> PROBLEM DETAILS
Reproduce the entries starting at the line that contains "Each instance of the church clock" and ending at the line that contains "[[128, 185], [104, 186]]", swapping "marker" for "pin" and changing nothing else.

::: SUPPLIED RECORDS :::

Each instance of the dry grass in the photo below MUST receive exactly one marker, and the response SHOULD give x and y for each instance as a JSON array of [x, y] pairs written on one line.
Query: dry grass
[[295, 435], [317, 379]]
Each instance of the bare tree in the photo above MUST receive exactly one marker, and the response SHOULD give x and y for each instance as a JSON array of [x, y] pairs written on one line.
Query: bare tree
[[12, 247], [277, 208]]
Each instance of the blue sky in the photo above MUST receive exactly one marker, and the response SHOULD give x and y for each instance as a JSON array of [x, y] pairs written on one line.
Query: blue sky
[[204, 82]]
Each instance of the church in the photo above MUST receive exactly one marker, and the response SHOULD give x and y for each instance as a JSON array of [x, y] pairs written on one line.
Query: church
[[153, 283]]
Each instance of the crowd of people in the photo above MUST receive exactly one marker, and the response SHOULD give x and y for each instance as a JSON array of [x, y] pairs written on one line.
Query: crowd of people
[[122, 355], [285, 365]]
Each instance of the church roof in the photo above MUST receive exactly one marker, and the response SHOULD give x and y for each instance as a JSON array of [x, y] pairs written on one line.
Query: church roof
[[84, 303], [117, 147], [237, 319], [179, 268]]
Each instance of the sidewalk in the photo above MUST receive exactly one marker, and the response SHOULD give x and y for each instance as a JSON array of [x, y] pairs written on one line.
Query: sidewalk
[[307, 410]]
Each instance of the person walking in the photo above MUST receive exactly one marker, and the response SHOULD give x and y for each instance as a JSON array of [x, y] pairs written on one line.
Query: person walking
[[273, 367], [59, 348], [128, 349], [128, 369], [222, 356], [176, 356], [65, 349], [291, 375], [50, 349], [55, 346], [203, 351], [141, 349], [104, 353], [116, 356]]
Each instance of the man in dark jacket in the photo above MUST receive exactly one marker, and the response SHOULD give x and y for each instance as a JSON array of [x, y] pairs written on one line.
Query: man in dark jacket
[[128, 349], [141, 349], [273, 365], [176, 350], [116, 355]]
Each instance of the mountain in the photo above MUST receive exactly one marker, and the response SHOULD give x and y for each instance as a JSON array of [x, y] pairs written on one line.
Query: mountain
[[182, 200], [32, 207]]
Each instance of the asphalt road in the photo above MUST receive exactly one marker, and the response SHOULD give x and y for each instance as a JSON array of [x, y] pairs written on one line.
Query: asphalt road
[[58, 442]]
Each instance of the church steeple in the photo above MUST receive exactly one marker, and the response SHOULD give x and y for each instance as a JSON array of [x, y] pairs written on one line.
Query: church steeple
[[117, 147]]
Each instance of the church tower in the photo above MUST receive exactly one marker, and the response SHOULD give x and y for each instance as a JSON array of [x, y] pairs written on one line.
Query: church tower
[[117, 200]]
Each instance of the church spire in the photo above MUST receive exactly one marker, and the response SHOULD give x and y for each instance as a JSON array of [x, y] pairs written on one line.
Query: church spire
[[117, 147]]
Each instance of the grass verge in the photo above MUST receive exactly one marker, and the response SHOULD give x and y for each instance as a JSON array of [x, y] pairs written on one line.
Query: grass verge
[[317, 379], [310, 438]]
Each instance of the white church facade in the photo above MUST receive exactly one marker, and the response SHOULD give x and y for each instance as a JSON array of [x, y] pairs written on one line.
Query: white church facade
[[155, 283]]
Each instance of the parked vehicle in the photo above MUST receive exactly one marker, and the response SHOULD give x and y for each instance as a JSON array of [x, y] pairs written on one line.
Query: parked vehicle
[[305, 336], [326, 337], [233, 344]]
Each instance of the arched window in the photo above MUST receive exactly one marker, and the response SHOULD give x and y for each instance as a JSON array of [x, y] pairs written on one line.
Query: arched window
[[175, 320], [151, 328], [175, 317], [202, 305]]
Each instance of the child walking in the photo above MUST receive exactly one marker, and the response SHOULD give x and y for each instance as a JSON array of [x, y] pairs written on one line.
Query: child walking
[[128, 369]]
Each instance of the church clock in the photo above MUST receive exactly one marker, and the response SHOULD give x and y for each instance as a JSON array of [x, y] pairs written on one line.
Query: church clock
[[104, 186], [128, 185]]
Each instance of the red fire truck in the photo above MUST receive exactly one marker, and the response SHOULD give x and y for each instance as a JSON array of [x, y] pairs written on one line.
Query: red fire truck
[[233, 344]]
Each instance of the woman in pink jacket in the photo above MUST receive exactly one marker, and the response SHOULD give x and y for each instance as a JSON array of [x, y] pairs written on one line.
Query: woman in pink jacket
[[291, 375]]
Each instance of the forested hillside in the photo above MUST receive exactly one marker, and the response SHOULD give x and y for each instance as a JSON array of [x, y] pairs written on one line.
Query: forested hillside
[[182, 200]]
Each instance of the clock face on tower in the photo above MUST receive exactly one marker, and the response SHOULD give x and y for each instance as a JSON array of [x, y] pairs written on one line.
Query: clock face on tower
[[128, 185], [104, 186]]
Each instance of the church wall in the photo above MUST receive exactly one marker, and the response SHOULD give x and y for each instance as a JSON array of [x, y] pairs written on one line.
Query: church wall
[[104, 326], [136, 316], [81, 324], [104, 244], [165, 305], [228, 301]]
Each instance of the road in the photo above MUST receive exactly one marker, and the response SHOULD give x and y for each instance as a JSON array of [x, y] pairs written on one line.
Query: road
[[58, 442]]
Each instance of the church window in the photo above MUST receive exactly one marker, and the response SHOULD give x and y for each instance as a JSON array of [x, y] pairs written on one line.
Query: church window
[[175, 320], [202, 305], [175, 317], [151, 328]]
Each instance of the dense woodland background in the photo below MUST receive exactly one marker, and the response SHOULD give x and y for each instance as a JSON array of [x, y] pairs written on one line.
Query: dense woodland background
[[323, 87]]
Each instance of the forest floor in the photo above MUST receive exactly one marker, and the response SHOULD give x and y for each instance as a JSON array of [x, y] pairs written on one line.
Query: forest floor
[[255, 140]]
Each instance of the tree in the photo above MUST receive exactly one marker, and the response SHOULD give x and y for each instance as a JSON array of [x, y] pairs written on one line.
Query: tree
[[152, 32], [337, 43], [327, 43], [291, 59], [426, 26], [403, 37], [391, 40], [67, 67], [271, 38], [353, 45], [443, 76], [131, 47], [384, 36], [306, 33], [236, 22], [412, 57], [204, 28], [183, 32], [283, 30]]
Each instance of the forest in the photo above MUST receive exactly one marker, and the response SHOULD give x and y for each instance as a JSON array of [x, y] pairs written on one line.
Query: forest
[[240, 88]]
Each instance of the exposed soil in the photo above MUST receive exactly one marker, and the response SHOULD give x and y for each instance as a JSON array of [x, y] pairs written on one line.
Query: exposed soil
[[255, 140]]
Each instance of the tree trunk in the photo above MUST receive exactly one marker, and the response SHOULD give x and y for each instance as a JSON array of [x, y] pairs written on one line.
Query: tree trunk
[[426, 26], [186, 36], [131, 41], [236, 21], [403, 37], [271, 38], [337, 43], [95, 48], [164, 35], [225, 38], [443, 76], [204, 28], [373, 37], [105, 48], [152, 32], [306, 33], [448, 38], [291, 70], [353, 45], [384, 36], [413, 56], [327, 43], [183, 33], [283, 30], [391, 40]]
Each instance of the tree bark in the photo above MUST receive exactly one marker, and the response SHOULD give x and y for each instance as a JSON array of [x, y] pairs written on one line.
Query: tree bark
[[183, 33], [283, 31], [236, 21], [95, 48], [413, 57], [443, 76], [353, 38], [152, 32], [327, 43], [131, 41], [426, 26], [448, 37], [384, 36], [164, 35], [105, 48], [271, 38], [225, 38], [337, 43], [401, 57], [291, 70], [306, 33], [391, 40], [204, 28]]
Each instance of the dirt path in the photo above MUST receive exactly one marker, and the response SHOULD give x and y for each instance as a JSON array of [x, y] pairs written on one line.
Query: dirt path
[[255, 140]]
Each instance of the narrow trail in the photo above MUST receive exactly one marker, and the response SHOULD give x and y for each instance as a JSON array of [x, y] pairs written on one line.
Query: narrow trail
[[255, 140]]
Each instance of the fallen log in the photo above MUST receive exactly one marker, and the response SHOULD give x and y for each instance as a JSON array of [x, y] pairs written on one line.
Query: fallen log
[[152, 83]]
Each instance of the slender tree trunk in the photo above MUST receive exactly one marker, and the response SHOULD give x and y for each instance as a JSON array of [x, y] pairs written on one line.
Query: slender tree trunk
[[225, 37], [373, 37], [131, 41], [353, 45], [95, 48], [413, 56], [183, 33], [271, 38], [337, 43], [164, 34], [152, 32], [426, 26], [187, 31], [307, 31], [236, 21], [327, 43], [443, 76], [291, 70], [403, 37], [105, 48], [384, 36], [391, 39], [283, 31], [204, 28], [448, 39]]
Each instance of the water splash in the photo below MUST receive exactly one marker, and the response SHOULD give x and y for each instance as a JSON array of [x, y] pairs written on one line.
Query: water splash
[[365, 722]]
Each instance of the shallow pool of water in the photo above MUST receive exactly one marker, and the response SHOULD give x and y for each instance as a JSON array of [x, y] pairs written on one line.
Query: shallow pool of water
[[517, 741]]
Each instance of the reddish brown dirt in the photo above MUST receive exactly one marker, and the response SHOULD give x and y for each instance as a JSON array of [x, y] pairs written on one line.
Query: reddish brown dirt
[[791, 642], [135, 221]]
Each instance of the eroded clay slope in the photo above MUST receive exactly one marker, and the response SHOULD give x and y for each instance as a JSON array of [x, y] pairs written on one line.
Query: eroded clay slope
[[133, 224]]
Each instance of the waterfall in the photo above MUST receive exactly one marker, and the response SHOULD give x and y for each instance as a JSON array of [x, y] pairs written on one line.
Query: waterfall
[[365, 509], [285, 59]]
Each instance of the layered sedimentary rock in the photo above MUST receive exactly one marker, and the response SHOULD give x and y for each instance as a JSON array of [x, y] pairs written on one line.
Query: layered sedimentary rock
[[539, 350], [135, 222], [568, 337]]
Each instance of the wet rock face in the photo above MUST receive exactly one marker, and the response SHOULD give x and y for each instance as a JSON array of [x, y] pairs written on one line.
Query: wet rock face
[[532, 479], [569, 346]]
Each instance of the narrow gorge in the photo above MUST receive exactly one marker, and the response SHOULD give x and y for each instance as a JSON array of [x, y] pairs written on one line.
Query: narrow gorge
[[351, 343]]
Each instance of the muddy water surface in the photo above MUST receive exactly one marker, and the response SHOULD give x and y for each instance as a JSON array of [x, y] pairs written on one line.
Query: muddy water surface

:::

> EXERCISE ANSWER
Each instance of the church clock in the photo above MUST receive exactly one pin, and the response SHOULD give x and y for each instance as a JSON array of [x, y] pairs written on one line.
Query: church clock
[[104, 186], [128, 185]]
Each instance of the red fire truck in the photo above MUST receive exactly one pin, and the response SHOULD give x and y for each instance as a JSON array of [x, y] pairs written on one line.
Query: red fire truck
[[233, 344]]
Each instance of the woman in pink jacket in the photo above MUST receive exactly one pin, and the response SHOULD give x and y for each instance as a JSON array of [x, y] pairs written on one line.
Query: woman in pink jacket
[[291, 375]]
Each instance of the forested hillside in the photo above MUST receive exactly one pin, and the response SHOULD give x and y for each instance as a JSON array of [x, y] pairs written on one line.
Query: forested hillside
[[182, 200]]
Each instance of the clock face on tower in the photo above MUST receive exactly one pin, and the response SHOULD give x and y for each instance as a JSON array of [x, y] pairs written on one line.
Query: clock face on tower
[[128, 185], [104, 186]]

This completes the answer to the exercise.